This skill transforms scattered brain dumps into polished blog posts that sound like Nick Nisi. It organizes messy notes, highlights narrative opportunities, and rewrites content in a conversational, vulnerable, and example-rich voice. The output is a ready-to-publish draft that preserves your technical details and adds clear structure and momentum.

How this skill works

You submit whatever you have: bullet lists, rough thoughts, commands, links, or conclusions. The skill reads voice and narrative guidance, finds a story arc where appropriate, chooses a fitting structure, and rewrites the material in Nick's tone—mixing short punchy lines with longer explanatory passages. It checks technical specifics, inserts concrete examples or inline code when useful, and ends with an actionable, forward-looking close for iteration.

When to use it

  • You have scattered ideas that need a clear narrative.
  • You want a draft in Nick Nisi’s conversational, reflective voice.
  • You need to turn notes and commands into a readable tech post.
  • You want emotional honesty mixed with technical specifics.
  • You need a publishable draft quickly for feedback or iteration.

Best practices

  • Provide as much raw material as possible: notes, commands, links, conclusions.
  • Call out any required technical accuracy or sensitive details up front.
  • Mention the intended audience and desired post length.
  • Point out specific examples or anecdotes you want included.
  • Review the draft and iterate—voice is tuned through cycles.
*****
Tasks to perform:
1) According to the blog-writing skill description, what kind of close does the skill end a post with?
2) Retype the part of the blog-writing skill description from "You submit whatever" up to and including "readable tech post.".
3) Write what comes next in the description of the blog-writing skill, picking up after its final line.
The records that come after this text were taken from a separate source.

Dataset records
*****
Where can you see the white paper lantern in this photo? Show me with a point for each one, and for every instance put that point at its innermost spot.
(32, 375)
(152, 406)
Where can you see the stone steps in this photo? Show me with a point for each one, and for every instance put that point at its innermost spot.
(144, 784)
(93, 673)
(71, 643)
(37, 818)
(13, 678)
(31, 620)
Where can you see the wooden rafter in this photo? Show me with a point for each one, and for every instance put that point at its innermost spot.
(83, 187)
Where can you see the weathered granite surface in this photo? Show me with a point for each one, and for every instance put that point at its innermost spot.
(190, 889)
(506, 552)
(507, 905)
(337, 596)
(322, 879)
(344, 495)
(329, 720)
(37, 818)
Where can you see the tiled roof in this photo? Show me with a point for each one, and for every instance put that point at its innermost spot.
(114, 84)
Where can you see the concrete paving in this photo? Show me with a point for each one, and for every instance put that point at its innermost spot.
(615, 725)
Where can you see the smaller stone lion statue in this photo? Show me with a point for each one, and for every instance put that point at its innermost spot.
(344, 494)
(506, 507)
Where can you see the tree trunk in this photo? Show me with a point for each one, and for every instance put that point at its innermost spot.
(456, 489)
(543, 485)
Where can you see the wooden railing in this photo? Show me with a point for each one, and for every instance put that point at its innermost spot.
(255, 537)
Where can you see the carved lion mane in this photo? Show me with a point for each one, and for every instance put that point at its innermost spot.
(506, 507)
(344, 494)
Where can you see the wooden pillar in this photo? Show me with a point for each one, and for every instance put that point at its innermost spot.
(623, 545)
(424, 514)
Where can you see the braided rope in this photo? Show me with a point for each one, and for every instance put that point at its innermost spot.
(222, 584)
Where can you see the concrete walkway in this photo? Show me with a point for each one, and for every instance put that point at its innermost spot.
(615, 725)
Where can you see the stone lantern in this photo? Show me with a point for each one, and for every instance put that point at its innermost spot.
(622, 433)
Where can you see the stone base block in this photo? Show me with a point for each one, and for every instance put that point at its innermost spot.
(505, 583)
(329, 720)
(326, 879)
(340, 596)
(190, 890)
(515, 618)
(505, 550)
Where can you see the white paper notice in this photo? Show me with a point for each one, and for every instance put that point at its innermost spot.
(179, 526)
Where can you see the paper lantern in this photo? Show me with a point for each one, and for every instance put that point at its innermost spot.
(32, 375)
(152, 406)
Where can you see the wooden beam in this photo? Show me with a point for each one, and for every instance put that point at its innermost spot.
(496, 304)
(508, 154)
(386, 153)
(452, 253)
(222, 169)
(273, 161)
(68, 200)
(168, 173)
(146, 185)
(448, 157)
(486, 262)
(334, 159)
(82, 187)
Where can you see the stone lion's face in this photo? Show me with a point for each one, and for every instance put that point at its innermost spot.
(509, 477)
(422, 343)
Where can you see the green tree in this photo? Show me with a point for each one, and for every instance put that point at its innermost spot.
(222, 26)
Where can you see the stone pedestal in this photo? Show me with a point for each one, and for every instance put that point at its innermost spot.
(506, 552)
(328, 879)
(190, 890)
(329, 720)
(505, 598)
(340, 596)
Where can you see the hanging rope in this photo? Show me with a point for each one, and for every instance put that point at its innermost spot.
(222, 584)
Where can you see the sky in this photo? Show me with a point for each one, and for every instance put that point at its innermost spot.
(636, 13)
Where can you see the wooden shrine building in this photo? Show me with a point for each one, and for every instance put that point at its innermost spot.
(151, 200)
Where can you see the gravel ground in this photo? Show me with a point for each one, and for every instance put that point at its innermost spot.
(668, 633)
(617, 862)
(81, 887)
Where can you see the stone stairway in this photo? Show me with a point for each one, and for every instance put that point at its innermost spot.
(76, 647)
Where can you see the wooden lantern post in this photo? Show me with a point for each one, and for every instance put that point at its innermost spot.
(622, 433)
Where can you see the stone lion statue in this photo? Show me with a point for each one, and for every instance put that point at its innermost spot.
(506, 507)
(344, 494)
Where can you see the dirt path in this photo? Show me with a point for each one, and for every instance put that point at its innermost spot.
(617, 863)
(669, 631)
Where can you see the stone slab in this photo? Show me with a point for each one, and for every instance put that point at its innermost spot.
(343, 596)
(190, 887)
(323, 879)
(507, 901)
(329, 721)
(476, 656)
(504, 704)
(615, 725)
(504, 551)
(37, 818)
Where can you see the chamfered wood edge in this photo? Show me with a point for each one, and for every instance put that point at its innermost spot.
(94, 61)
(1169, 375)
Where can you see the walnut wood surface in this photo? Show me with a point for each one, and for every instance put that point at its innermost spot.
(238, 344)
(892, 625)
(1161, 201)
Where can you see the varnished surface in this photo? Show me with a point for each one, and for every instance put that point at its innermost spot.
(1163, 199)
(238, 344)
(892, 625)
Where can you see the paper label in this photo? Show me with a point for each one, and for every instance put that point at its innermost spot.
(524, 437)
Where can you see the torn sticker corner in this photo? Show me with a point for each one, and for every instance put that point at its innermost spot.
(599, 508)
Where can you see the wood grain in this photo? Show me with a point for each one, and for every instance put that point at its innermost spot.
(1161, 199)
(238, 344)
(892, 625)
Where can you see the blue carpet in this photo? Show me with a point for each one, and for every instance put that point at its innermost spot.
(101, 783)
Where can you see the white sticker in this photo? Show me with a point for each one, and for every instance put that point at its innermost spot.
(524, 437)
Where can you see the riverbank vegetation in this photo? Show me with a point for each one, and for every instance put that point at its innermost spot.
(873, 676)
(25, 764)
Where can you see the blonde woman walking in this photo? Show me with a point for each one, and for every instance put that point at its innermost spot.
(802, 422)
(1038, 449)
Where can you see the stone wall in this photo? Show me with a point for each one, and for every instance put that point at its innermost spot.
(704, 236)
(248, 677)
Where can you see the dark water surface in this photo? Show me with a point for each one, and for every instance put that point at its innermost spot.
*****
Written responses:
1) An actionable, forward-looking close for iteration.

2)
You submit whatever you have: bullet lists, rough thoughts, commands, links, or conclusions. The skill reads voice and narrative guidance, finds a story arc where appropriate, chooses a fitting structure, and rewrites the material in Nick's tone—mixing short punchy lines with longer explanatory passages. It checks technical specifics, inserts concrete examples or inline code when useful, and ends with an actionable, forward-looking close for iteration.

When to use it

  • You have scattered ideas that need a clear narrative.
  • You want a draft in Nick Nisi’s conversational, reflective voice.
  • You need to turn notes and commands into a readable tech post.

3)
Example use cases

  • Turning a messy dev journal about switching tools into a labeled narrative with terminal commands and takeaways.
  • Converting research notes and links into a story-based how-to that opens with a personal hook.
  • Polishing a list of observations about workflow into a short persuasive post with examples and a clear conclusion.
  • Expanding terse conclusions into a reflective end section that ties back to the opening hook.
  • Rewriting a technical walkthrough to balance step-by-step commands with commentary and trade-offs.

FAQ

Do I need to organize my notes before submitting?

No. Send the raw brain dump. The skill is built to accept messy input and find structure for you.

Will technical commands and examples stay accurate?

Yes—the skill preserves and formats commands and specific details, but you should verify any sensitive or environment-specific steps before publication.

Can you mimic Nick’s exact phrasing?

The goal is to capture Nick’s voice and narrative approach—conversational, vulnerable, example-driven—while producing an original draft tailored to your content.